[Source data]
★ ★ ★ ★ ★

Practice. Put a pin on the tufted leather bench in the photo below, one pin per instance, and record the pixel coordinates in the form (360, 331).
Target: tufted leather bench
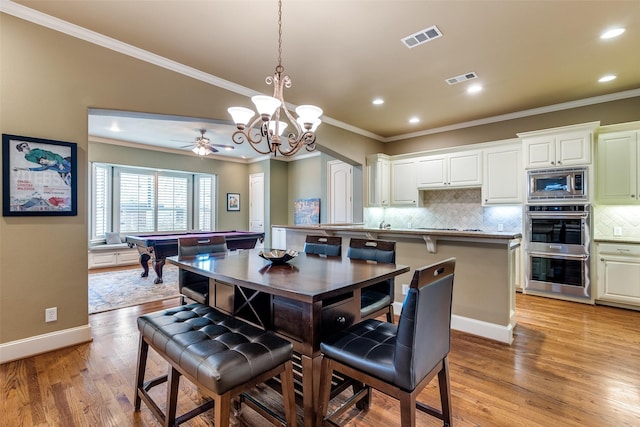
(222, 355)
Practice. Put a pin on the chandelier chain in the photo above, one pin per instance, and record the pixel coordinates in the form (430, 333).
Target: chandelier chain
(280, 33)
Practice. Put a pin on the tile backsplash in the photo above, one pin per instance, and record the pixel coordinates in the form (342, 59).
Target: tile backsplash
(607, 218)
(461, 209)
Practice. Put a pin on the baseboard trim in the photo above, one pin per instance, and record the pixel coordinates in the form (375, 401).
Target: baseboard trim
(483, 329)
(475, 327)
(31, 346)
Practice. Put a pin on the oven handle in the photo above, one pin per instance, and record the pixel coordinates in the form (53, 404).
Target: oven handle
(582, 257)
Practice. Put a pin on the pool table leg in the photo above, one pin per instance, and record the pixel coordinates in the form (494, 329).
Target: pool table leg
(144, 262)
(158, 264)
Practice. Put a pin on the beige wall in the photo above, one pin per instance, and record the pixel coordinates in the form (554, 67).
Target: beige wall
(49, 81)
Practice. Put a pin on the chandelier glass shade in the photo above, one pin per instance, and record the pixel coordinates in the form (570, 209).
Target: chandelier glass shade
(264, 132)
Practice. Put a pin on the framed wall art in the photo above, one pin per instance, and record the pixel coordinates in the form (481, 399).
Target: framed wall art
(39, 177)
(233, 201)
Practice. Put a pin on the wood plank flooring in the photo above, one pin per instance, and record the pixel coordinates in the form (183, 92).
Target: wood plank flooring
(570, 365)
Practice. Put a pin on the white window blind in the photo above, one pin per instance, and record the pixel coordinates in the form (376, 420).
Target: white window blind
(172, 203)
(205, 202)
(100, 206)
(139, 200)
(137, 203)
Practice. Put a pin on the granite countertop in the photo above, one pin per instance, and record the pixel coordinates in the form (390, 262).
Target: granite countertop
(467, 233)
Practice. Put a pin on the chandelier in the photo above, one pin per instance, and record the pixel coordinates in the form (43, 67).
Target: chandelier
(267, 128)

★ ★ ★ ★ ★

## WHAT NEEDS TO BE DONE
What you return must match the data above exactly, with no images included.

## SOLUTION
Practice. Put a pin on the tufted leather bench in the photo below, one pin per instance, and record the pixel coordinates in the form (360, 331).
Target: tufted leather bench
(222, 355)
Practice. Put a pin on the chandelier chain in the photo above, one pin per instance, and record the pixel coordinates in the form (430, 333).
Target: chandelier chain
(280, 33)
Practice. Put a pin on the tile backsplash in the photo above, one pin per instance, and record the pixel coordinates in the form (342, 59).
Target: tile backsplash
(607, 218)
(461, 209)
Practice. Put a pin on the baseboard trim in the photo above, one pin per instance, and record the pixel coordinates in the form (375, 401).
Target: baseboard trim
(483, 329)
(475, 327)
(31, 346)
Practice. Put a pin on the oven handle in the photo above, one pin per instance, and record the pixel coordinates in the form (53, 404).
Target: oven handle
(582, 257)
Practice. Put a pin on the pool table leg in the photo above, one pin per instance, and record the pixel coordinates in the form (494, 329).
Target: pool table leg
(144, 262)
(158, 264)
Practice. Put a pin on the beige wall in the photo above, one pin per instance, and record the pixel coordinates in the form (554, 67).
Target: beige wall
(49, 81)
Practice. Put a pin on the chandelier glass shade in the photo above, one pin per instance, and record the pixel coordinates in the form (570, 209).
Target: chandelier glass shade
(264, 132)
Practice. Put a pin on the framed wall art in the photo above, one pin per instance, and record the pixel coordinates in the form (481, 399).
Target: framed wall art
(39, 177)
(233, 201)
Practice. Put a pin on the wood plank flooring in the photo above, one pin per instance, and record the pixel coordinates in the form (183, 92).
Target: wood plank flooring
(570, 365)
Practice. Put a pin on the white window blind in the photo above, one pin per instance, and record the pixel coordinates in the form (376, 420).
Target: white window blind
(172, 203)
(205, 202)
(100, 206)
(139, 200)
(137, 203)
Practice. Put a pin on the granite countertop in the photo above, one pin per instance, and record the pixel coordinates in the form (390, 262).
Target: granite countertop
(467, 233)
Practice. Put a pin on the chandelier in the photo above, one pin per instance, and record the pixel coordinates in the form (43, 67).
Target: chandelier
(267, 128)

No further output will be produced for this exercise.